**Source data**.
# # # # #

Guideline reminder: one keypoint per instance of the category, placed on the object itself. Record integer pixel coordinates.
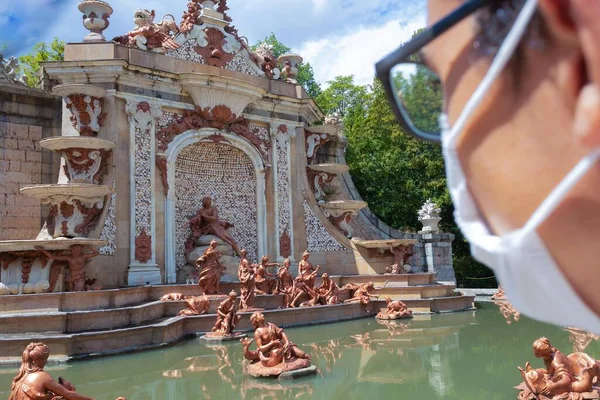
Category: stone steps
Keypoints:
(153, 335)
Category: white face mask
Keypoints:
(531, 279)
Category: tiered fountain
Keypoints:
(77, 201)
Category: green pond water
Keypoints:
(468, 355)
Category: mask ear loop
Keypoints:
(502, 58)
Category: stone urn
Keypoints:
(429, 215)
(95, 19)
(289, 70)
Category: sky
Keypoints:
(337, 37)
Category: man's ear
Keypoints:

# # # # #

Write out every line of the records above without changing anything, and leave the pictures out.

Guideline reminder: one keypoint per instance of the category, placed on the object itself. Record integer pixel coordinates.
Category: stone steps
Keypoints:
(153, 335)
Category: white face mask
Keypoints:
(531, 279)
Category: tiered fountain
Keypoints:
(77, 201)
Category: green pond water
Keypoints:
(468, 355)
Category: mask ear loop
Keypoints:
(502, 58)
Category: stone urn
Keypoints:
(429, 215)
(95, 19)
(289, 70)
Category: sky
Keypoints:
(337, 37)
Category: man's ear
Keypoints:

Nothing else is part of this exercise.